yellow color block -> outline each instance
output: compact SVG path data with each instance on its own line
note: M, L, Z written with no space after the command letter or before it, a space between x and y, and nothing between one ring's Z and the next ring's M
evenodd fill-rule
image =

-------------------------

● **What needs to be done**
Recast the records above as a JSON list of strings, one string per line, omitting any blank lines.

● **Reply to the exercise**
[
  "yellow color block -> outline each instance",
  "output: compact SVG path data with each instance on its own line",
  "note: M, L, Z written with no space after the command letter or before it, a space between x and y, and nothing between one ring's Z and the next ring's M",
  "evenodd fill-rule",
  "image ="
]